Data extract |
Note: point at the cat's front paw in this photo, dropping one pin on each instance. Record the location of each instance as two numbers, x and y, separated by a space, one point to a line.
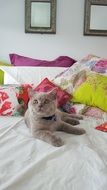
57 141
75 122
81 131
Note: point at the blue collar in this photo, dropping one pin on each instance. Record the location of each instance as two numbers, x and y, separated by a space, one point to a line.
53 117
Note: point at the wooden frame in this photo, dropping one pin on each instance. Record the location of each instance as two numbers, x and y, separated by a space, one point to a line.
40 29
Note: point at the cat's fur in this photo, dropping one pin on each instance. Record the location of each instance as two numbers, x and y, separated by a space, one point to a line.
43 118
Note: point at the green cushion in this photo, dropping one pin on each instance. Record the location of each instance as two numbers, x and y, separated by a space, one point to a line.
1 72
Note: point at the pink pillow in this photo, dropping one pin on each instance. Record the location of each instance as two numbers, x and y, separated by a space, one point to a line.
62 95
62 61
11 96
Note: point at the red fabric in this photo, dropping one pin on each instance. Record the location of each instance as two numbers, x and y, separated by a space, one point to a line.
46 86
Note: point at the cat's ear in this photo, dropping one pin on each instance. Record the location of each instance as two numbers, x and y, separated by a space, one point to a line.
53 93
31 92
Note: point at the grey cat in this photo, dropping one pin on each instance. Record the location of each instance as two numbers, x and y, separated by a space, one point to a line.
43 118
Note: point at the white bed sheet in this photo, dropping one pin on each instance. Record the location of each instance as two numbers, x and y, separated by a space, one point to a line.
30 164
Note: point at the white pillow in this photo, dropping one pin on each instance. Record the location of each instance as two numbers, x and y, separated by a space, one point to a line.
26 74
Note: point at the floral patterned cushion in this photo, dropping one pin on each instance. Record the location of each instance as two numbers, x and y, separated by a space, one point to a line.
11 96
93 91
62 95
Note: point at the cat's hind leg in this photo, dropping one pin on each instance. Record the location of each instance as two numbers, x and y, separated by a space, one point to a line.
70 120
70 129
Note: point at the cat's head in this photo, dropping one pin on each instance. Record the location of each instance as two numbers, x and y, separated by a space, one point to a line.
42 104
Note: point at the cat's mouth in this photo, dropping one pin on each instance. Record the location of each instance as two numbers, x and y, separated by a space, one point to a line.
40 109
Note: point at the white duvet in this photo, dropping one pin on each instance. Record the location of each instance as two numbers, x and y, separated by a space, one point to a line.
30 164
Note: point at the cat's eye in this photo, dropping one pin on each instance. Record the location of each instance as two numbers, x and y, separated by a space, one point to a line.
35 101
46 101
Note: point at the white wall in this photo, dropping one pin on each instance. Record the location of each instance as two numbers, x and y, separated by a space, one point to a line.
68 40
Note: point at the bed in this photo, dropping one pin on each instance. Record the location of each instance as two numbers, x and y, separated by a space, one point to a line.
28 163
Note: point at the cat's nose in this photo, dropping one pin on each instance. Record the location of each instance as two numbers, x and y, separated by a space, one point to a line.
40 105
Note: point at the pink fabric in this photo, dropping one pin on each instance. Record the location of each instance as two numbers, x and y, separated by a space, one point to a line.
62 95
62 61
100 66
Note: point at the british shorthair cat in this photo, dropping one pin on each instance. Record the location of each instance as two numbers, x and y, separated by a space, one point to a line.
43 118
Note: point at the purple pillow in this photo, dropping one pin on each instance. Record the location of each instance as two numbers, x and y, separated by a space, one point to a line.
62 61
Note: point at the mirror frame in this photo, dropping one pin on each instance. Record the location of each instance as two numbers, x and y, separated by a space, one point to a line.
87 17
29 28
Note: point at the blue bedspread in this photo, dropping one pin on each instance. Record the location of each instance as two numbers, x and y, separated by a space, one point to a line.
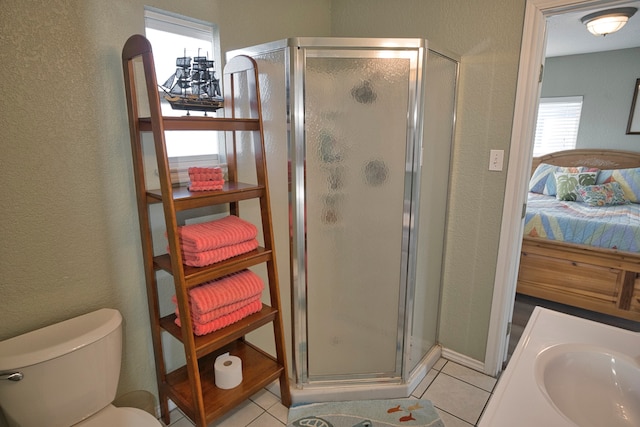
613 227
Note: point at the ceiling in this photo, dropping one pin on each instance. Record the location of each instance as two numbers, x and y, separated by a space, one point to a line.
568 36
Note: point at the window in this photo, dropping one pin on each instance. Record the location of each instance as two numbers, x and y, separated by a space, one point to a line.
172 36
557 126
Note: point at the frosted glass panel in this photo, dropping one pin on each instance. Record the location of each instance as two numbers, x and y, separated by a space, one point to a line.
355 158
440 88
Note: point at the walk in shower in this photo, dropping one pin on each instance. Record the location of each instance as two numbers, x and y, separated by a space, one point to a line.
358 134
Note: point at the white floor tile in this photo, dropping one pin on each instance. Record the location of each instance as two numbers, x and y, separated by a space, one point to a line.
241 416
451 421
182 422
424 384
266 420
265 399
280 411
457 397
470 376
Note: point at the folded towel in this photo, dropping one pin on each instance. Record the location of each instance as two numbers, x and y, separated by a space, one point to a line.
206 236
219 312
224 291
204 258
205 174
206 185
226 320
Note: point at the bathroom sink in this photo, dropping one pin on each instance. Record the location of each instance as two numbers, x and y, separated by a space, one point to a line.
589 385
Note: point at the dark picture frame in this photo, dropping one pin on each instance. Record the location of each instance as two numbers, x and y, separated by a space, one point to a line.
633 126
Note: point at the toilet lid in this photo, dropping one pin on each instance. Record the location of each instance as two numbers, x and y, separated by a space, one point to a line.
121 417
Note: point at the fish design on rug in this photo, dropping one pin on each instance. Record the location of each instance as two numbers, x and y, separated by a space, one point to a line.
414 407
312 422
407 418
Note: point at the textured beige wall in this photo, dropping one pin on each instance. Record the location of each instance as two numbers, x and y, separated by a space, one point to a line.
70 237
487 36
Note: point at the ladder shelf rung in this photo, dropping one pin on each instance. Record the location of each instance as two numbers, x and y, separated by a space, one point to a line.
195 276
258 370
205 344
202 123
231 192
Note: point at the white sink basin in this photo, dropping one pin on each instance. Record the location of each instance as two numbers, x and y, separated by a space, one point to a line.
590 385
568 372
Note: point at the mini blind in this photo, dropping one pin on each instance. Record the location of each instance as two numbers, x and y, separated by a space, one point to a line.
557 125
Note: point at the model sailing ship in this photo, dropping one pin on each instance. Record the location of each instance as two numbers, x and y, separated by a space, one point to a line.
194 86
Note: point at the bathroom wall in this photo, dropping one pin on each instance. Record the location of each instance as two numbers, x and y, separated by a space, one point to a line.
69 223
487 36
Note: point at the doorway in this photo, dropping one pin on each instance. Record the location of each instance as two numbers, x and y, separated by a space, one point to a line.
527 96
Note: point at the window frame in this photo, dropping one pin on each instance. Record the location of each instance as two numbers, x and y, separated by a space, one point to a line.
170 22
568 129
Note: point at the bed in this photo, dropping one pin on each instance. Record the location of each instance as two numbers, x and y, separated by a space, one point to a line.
597 269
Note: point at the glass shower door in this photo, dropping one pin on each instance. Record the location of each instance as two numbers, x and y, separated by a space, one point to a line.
358 163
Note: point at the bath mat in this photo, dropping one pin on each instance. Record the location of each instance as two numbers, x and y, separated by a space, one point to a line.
366 413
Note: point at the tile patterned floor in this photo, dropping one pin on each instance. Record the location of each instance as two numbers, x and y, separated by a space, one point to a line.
459 394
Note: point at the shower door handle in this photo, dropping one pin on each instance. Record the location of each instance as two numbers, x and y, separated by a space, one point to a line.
11 376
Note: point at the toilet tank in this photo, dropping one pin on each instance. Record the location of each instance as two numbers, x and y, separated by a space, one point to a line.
69 370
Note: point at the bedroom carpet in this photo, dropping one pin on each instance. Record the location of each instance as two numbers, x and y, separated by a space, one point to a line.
366 413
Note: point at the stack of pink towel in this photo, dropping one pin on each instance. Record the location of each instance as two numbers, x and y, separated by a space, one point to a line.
205 179
210 242
222 302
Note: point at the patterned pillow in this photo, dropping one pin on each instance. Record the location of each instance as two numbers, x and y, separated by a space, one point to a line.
609 194
543 181
566 184
629 180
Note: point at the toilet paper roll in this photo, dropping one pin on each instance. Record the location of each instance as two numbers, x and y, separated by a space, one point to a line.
228 371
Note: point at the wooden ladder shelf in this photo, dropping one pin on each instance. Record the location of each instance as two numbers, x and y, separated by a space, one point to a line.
192 386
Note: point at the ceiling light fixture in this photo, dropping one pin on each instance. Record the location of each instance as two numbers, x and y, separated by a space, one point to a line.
608 21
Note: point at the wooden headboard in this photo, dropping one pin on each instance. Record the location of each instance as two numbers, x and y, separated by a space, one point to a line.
594 158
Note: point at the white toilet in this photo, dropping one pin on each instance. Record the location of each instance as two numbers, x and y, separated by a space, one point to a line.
67 374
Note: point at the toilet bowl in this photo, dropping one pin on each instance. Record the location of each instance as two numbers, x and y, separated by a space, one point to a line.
66 374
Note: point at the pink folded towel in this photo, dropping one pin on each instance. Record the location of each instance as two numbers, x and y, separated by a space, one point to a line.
226 320
204 258
205 174
206 185
219 312
206 236
227 290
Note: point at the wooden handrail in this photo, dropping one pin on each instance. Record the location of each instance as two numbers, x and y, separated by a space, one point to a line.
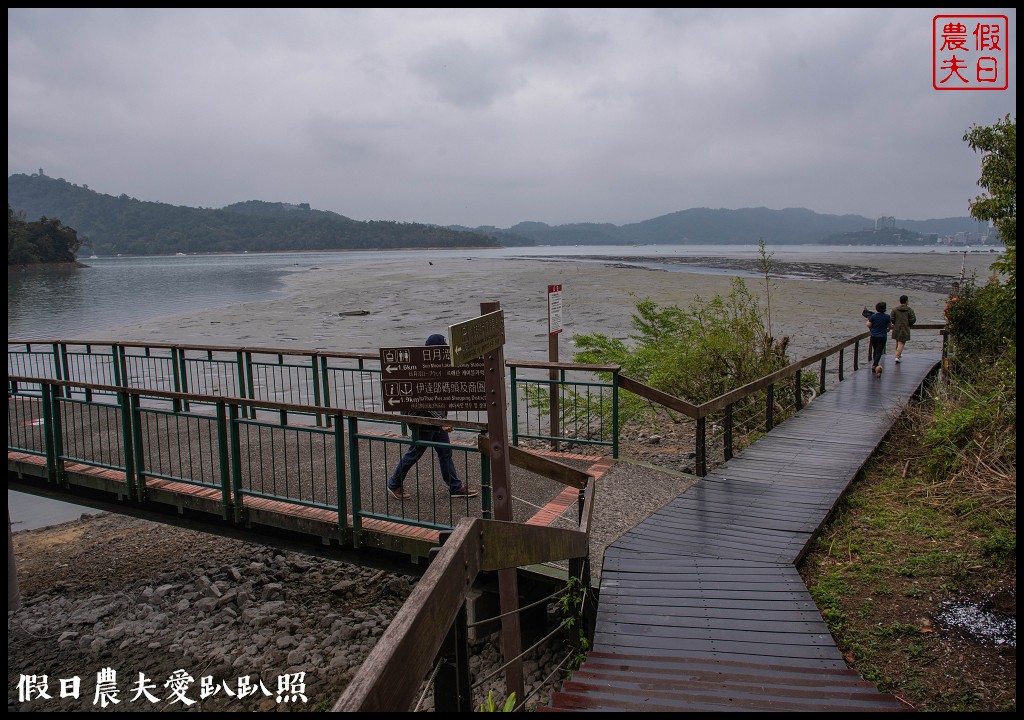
393 671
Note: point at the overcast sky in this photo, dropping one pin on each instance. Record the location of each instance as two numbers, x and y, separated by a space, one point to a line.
492 117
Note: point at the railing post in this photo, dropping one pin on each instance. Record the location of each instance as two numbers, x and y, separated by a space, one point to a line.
241 372
250 411
326 385
352 425
486 501
727 432
176 373
132 443
88 390
700 446
50 410
339 469
60 365
235 438
225 468
314 360
120 365
614 415
514 403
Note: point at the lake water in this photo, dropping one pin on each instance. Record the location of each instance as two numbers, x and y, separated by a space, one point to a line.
116 291
92 303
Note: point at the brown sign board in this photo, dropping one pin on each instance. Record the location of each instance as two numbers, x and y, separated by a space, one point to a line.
472 338
423 378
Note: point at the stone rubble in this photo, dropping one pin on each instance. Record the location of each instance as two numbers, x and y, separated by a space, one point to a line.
254 621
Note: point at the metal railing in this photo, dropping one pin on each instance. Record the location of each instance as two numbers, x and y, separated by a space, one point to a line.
566 406
152 435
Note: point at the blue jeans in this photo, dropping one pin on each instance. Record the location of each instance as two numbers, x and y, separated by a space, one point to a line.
416 452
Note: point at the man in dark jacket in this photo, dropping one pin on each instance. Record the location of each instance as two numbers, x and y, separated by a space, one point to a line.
429 433
903 318
879 324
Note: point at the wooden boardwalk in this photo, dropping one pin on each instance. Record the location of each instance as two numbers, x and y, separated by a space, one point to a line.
701 607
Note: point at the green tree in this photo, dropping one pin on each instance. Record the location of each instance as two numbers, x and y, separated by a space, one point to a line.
697 352
983 321
997 143
46 241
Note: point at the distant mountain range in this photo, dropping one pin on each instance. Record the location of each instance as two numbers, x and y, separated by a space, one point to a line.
125 225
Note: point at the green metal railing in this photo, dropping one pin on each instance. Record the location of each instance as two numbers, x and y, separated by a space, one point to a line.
564 405
150 435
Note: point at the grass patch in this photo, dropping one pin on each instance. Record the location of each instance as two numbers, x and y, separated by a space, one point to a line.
928 522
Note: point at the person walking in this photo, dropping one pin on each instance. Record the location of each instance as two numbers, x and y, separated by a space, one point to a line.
879 324
903 318
429 433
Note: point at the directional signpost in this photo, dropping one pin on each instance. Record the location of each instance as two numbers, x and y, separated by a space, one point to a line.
422 378
554 329
472 338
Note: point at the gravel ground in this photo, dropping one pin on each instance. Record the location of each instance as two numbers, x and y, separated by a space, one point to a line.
110 592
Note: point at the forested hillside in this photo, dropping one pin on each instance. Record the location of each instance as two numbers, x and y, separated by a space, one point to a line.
46 241
128 226
123 224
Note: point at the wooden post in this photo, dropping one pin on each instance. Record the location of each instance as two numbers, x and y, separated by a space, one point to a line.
13 591
508 579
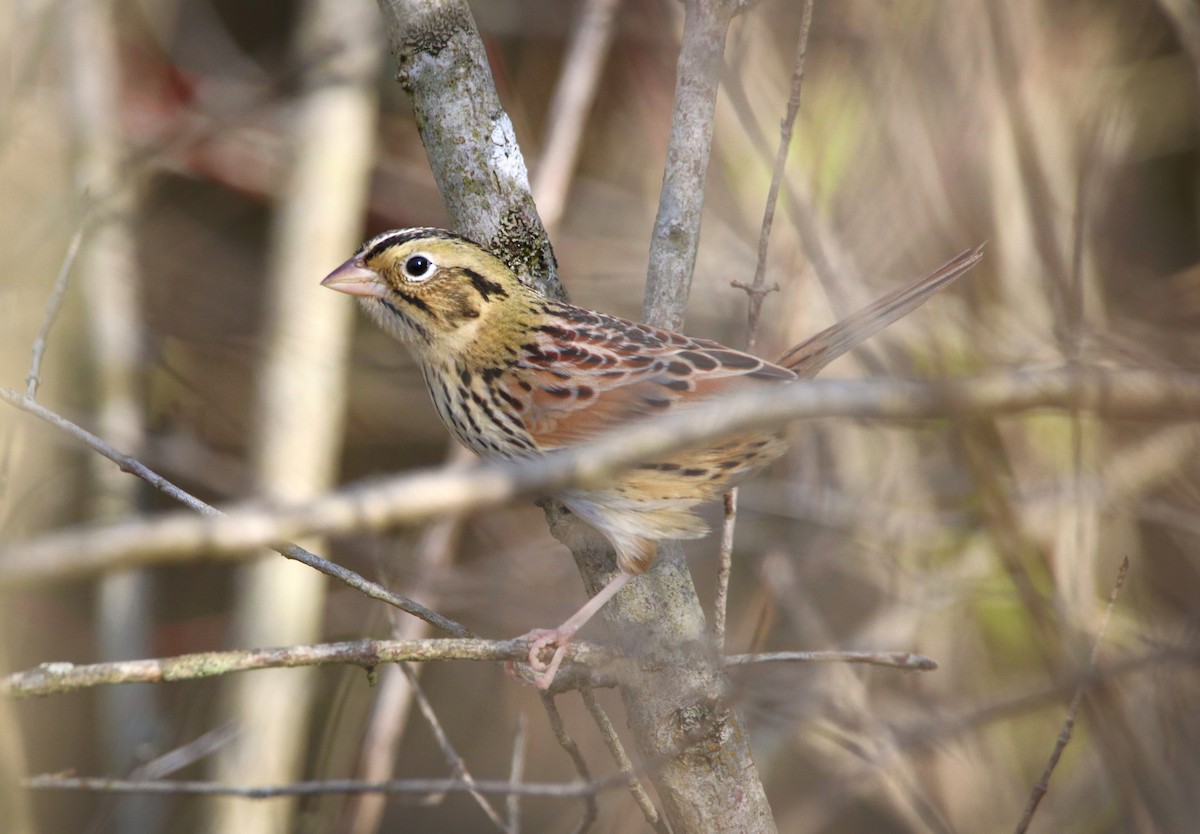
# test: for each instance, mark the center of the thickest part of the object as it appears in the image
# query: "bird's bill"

To do | Your output should be an exact copy of the lines from the one containing "# test: for" through the last line of the data above.

Your solution |
# test: for each instance, mark the center of the thickest part of the object as it appears in the image
# query: "bird's bill"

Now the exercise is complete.